# Your tasks
[1] In the blog post on starting a blog, what profession did Lori Cordeiro practice before her strokes?
[2] List every web address that appears in the blog post on starting a blog.

Thursday, October 2, 2008

starting a blog tips

I have stroke support group tonight. (I'm the facilitator.) I am planning on presenting some info about starting a blog. Any tips/advice/encouragment you want to give these guys? Thanks, y'all!

4 comments:

Jenn said...

Here are a couple of sites with some good info.

http://www.splitdecisionz.com/

http://tips-for-new-bloggers.blogspot.com

And for fun, here is a site where you can have youf blog turned into a book. I am going to do this eventually. Well, I may need several books.

I tell people to just start. Worry about making it all pretty as you go along, but start writing now.

Lori Cordeiro said...

I am a Recovering Stroke Survivor who started my own Blog in order to be therapeutic for my recovery. I am also an emergency room RN who was disabled by my brain attacks and cannot practice my profession any longer due to residual deficits. My Blog can be found at http://lori-recoveringstrokesurvivor.blogspot.com/
My goal now is to help other stroke victims and their caregivers. I also have some personal Posts on my blog in order to fill in friends and family. I would like to thank you for being a facilitator of a stroke support group. Could you let me know where the support group meets, maybe if would be useful to me. I will be putting a Post on my blog tomorrow with the directions I followed when I started my Blog. It does not cost any money to do this, just the payment of personal time and passion. I have found it to be very beneficial and a positive asset to my daily life.

# Supplied entries

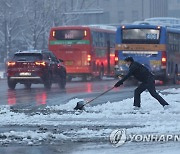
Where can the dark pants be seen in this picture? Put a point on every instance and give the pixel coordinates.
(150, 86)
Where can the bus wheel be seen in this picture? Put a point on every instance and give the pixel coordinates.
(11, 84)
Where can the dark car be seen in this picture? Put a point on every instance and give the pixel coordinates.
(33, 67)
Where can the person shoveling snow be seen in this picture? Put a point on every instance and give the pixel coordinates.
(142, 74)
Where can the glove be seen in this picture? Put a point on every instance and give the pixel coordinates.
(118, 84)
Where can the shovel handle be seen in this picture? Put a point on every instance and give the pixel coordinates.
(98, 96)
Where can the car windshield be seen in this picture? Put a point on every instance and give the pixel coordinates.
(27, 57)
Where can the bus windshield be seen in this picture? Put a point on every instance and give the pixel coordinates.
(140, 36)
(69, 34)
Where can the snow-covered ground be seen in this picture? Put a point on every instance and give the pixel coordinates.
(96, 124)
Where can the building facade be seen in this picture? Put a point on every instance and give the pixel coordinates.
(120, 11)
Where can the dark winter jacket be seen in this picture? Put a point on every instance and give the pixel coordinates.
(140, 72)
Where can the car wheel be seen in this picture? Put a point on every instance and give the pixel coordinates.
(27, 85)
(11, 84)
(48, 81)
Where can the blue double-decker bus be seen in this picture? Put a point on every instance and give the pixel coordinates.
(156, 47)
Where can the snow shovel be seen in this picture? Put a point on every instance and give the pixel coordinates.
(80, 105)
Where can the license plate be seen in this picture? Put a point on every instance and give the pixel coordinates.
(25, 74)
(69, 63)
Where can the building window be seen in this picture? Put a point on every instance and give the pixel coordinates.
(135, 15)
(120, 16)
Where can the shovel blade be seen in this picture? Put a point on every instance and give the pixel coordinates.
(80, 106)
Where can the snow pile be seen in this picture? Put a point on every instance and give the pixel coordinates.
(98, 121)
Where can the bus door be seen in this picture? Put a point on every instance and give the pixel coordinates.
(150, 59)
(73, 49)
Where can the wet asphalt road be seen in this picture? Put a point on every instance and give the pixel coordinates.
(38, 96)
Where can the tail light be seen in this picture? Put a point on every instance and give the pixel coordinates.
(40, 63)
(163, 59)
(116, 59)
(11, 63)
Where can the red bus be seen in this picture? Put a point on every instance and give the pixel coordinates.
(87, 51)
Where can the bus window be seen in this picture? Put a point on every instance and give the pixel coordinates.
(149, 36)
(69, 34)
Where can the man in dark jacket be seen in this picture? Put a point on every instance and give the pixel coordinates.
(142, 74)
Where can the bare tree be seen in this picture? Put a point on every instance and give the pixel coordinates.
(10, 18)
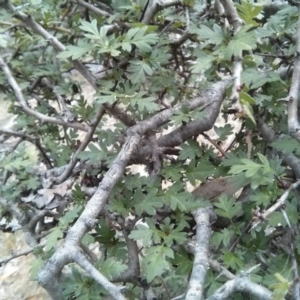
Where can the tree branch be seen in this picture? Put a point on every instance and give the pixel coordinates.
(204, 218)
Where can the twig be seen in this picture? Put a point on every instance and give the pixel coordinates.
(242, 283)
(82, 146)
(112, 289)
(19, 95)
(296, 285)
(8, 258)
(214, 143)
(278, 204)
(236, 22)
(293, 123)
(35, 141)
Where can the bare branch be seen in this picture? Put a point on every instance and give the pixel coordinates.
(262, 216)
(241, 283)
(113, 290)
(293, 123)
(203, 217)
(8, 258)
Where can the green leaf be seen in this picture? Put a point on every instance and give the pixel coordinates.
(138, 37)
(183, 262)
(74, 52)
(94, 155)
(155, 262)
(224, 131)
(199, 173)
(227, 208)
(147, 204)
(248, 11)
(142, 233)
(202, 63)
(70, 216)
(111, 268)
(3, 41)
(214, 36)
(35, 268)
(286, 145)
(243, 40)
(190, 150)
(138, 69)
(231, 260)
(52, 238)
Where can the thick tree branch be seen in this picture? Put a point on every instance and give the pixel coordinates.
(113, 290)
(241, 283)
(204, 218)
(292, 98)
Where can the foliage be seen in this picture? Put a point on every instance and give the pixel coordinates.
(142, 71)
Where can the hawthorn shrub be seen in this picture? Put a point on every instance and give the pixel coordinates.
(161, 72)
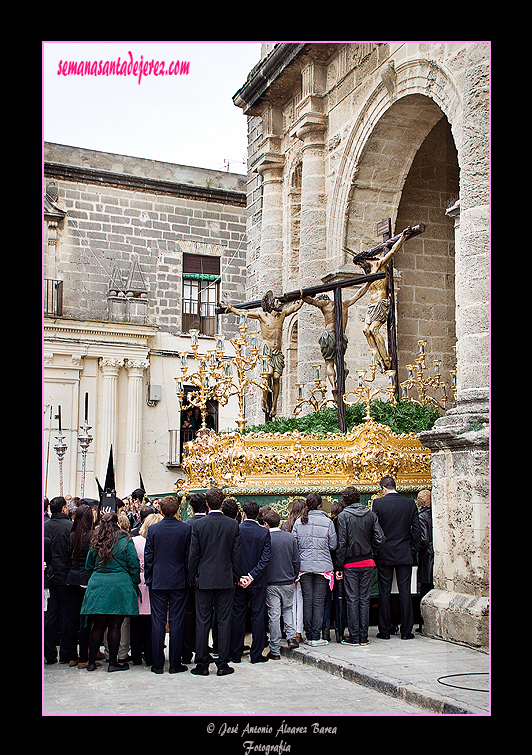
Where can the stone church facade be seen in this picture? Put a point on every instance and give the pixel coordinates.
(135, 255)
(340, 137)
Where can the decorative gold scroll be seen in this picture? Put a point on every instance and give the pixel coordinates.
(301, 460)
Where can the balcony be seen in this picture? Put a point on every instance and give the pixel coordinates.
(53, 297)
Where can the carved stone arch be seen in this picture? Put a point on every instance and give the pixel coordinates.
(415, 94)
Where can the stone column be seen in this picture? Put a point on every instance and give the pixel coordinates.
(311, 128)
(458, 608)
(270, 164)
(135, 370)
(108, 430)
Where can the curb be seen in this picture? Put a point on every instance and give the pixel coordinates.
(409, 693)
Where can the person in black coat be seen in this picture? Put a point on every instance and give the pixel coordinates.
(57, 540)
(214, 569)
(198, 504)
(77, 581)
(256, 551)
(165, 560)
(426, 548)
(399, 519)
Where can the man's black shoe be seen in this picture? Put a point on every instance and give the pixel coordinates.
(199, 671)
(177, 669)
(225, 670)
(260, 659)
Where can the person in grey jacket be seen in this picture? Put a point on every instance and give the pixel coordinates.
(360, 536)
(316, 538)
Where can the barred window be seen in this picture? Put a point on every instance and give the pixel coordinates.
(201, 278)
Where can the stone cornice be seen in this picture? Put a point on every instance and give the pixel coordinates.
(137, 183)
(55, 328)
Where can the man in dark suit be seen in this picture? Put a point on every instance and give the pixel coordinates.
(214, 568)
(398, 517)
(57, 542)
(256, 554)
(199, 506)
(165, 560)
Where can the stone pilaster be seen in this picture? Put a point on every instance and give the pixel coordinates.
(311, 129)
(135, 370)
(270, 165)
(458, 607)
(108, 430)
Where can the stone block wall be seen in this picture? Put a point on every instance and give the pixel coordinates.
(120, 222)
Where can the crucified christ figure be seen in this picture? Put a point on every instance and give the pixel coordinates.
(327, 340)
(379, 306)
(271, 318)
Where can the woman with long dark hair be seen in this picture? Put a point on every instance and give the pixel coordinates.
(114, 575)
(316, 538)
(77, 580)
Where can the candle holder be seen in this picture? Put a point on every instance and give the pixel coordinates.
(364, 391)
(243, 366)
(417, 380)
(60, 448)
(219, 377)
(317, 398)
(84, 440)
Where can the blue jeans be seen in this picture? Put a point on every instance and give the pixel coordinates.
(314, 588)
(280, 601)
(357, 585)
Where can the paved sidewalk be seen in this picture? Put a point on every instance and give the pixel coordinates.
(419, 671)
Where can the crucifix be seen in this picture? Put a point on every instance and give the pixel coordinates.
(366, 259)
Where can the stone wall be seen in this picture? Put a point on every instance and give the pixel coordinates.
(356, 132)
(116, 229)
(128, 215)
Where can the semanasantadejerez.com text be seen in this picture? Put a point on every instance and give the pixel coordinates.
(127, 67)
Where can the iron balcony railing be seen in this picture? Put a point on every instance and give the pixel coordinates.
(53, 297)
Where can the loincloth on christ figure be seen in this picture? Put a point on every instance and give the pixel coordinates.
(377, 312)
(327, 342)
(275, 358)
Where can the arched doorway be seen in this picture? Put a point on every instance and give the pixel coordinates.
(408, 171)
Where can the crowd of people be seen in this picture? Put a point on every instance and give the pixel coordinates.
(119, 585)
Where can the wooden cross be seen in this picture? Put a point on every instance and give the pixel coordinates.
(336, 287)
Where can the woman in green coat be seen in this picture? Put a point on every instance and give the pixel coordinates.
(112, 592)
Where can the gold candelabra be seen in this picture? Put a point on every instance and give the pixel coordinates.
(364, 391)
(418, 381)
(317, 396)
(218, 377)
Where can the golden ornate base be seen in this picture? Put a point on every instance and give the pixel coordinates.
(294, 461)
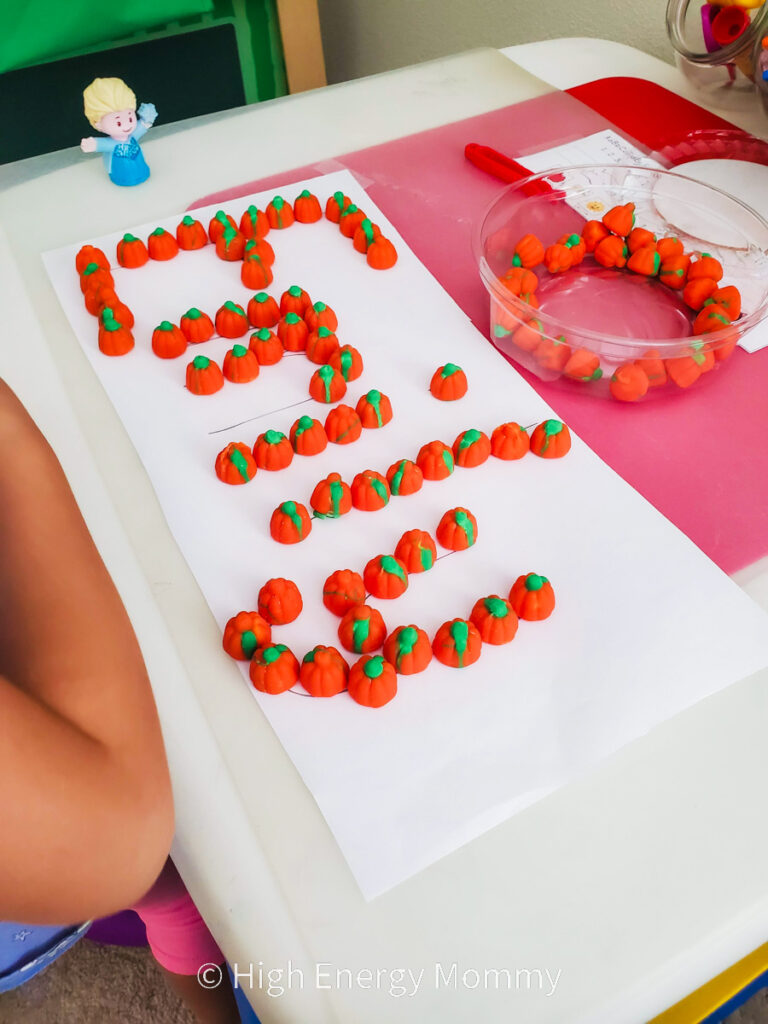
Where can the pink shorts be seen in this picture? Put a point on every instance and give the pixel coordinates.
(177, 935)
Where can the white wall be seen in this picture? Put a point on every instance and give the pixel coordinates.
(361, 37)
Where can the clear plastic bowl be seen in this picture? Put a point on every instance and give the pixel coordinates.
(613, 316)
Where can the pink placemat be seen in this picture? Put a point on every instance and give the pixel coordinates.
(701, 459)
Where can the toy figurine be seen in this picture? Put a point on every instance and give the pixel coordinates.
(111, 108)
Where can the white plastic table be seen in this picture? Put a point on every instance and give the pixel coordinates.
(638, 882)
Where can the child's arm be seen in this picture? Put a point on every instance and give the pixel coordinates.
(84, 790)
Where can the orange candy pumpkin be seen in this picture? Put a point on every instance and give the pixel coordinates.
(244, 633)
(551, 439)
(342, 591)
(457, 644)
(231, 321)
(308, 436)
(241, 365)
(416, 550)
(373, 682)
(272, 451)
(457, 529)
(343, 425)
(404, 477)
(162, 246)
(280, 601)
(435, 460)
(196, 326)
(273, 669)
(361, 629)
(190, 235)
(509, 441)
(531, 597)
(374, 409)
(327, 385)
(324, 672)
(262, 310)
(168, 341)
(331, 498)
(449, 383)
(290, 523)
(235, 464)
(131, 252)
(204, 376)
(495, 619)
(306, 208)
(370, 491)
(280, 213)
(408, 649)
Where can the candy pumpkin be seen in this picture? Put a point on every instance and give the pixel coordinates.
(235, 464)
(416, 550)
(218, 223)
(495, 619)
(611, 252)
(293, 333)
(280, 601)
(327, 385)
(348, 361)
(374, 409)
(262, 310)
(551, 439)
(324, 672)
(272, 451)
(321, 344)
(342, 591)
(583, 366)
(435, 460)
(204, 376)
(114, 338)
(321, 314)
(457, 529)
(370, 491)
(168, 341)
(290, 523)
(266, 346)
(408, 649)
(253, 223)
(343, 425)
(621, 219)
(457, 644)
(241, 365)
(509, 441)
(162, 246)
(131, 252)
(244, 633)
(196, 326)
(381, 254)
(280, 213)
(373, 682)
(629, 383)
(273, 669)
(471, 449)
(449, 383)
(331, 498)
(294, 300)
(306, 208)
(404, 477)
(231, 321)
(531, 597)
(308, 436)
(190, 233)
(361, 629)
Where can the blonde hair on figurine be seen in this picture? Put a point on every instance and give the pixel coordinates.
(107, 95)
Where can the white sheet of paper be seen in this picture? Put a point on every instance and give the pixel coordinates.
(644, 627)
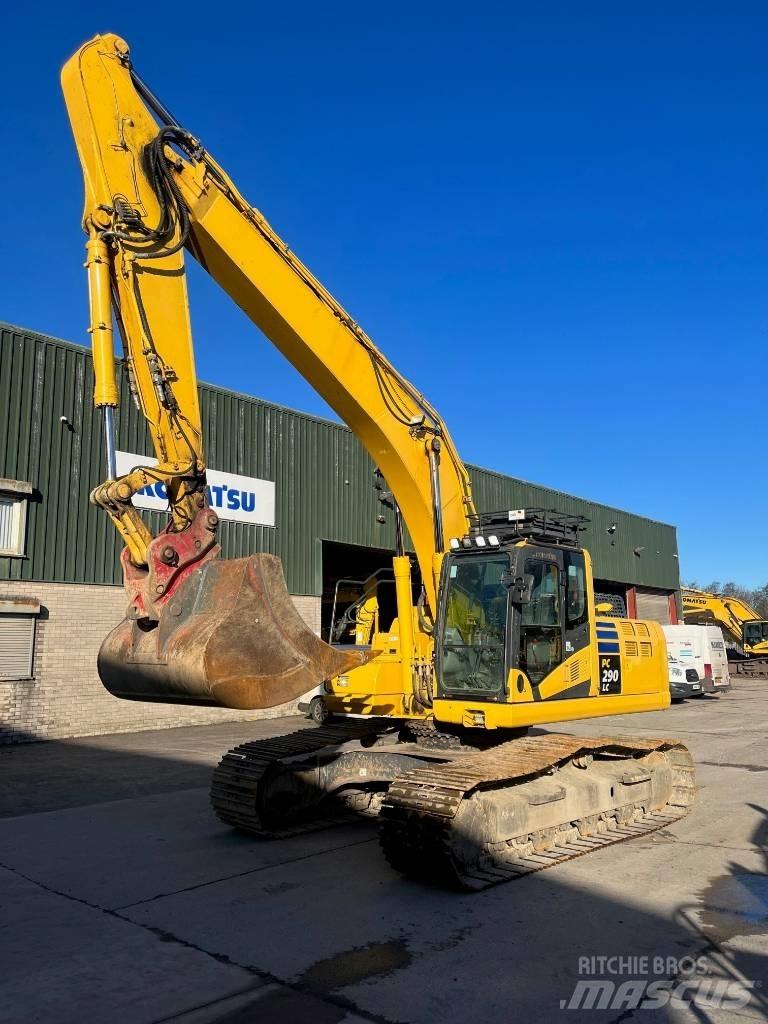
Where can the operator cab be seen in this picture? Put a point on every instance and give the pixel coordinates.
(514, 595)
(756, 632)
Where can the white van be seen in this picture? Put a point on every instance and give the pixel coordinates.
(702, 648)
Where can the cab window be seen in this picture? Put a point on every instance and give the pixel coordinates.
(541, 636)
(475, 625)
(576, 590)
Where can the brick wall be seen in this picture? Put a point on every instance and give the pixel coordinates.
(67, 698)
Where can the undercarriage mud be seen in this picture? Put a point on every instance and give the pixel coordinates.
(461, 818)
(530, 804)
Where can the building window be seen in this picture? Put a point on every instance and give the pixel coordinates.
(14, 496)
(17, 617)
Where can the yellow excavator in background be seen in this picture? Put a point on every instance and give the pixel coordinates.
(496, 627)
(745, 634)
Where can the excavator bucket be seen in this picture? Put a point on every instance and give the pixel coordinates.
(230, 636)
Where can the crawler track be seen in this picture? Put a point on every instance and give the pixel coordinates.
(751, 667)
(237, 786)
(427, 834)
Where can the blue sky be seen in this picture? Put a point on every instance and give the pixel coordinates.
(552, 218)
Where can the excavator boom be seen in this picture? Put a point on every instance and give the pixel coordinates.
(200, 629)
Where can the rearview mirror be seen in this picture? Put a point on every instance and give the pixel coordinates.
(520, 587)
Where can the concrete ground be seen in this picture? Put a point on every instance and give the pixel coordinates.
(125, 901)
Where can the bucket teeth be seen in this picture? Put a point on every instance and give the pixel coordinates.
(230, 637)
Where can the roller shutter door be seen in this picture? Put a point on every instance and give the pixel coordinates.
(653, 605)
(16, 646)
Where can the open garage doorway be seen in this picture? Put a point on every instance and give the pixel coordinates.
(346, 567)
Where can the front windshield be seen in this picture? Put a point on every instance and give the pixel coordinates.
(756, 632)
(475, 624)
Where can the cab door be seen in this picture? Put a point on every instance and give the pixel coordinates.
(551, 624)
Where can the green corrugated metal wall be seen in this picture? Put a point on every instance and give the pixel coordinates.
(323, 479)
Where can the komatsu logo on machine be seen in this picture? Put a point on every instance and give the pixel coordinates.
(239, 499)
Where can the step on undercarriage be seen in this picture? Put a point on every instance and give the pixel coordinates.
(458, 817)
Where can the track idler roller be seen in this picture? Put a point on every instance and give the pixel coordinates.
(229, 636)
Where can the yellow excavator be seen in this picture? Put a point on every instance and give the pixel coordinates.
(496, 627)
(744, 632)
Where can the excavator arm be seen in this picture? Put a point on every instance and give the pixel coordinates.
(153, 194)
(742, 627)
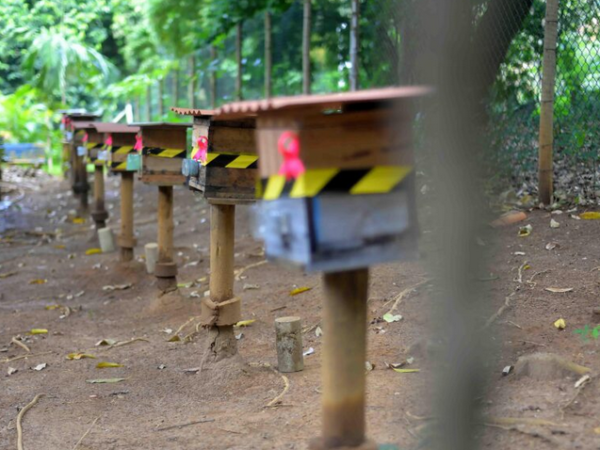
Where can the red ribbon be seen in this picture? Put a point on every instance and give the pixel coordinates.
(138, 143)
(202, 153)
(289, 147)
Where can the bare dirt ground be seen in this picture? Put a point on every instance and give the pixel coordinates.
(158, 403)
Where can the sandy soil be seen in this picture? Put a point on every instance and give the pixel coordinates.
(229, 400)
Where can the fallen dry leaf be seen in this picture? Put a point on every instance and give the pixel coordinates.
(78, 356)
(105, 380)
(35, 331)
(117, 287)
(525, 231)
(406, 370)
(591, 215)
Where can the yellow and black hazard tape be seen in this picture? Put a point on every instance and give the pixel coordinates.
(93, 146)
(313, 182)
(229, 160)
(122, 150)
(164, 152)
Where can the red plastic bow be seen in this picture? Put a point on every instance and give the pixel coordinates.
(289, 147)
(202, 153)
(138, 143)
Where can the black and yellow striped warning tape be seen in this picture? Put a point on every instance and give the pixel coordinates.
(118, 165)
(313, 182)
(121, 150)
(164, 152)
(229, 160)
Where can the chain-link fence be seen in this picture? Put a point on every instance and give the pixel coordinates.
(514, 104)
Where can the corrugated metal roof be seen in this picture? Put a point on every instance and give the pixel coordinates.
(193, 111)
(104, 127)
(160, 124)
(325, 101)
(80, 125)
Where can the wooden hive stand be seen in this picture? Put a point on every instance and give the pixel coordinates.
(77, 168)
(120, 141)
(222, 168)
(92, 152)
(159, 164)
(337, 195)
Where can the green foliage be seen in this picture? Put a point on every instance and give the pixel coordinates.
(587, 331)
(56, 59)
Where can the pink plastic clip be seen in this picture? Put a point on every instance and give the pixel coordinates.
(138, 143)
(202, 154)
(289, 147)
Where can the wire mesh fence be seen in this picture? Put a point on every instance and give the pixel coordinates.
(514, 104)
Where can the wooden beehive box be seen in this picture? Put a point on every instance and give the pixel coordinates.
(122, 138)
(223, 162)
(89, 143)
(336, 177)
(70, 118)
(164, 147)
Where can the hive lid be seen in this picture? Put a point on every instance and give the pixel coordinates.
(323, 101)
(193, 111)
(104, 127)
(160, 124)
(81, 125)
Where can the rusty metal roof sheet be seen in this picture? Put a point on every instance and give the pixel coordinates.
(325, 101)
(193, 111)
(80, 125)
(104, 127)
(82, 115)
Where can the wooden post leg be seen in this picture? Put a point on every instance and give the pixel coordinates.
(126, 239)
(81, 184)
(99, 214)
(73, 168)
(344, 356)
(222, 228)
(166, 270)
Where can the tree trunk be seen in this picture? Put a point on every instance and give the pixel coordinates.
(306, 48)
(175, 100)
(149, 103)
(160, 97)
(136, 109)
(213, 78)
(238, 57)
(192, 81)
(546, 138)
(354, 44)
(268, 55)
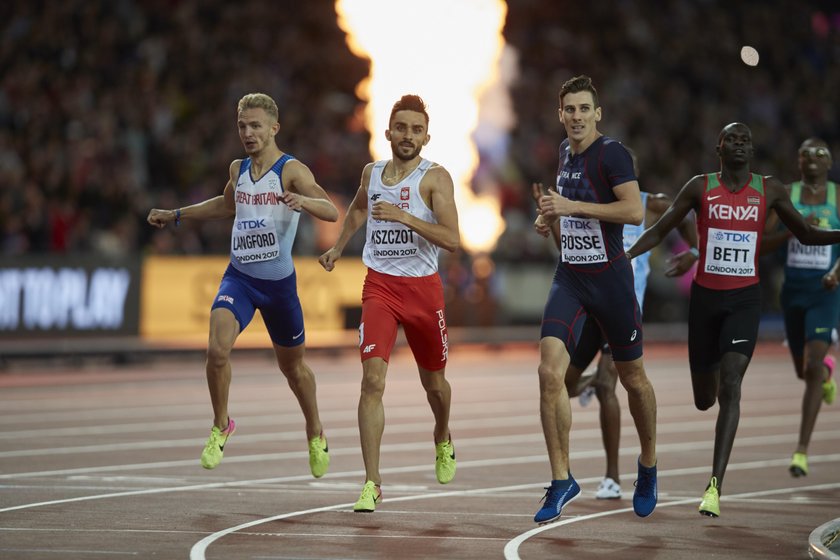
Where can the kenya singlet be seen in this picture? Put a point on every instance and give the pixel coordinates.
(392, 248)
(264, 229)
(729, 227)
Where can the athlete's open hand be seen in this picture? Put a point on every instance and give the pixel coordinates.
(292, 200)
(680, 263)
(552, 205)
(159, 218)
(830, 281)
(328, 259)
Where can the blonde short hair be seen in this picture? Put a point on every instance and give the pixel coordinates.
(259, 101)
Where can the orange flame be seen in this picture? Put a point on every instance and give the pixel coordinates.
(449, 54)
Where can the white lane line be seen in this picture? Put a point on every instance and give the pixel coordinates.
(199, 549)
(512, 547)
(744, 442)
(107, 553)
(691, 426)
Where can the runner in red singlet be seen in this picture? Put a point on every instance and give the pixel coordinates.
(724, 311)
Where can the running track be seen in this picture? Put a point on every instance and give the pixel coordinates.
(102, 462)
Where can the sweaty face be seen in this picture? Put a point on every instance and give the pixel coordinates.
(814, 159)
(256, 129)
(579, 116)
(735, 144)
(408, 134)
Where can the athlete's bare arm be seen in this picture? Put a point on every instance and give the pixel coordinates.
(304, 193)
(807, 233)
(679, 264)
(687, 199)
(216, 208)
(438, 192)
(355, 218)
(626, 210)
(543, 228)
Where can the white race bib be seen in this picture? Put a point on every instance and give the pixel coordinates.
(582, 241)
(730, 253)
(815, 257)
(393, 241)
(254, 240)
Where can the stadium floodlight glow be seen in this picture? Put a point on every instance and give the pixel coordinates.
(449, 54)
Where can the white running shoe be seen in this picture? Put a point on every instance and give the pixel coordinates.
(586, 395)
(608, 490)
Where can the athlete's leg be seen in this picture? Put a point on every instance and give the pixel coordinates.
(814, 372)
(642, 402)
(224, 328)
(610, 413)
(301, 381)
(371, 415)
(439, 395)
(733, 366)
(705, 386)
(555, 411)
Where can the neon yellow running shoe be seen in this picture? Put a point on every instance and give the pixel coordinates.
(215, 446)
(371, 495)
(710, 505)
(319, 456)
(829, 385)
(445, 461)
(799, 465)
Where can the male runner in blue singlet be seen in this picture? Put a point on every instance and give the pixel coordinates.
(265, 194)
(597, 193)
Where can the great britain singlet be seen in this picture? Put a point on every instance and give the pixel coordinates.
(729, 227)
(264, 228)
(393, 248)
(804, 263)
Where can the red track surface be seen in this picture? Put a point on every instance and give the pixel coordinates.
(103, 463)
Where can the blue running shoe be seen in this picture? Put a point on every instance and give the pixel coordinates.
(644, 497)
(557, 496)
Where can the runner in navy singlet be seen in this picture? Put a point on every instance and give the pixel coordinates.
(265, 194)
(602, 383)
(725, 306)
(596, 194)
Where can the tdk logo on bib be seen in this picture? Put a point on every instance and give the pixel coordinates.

# List of answers
[1] She was an emergency room RN.

[2]
http://www.splitdecisionz.com/
http://tips-for-new-bloggers.blogspot.com
http://lori-recoveringstrokesurvivor.blogspot.com/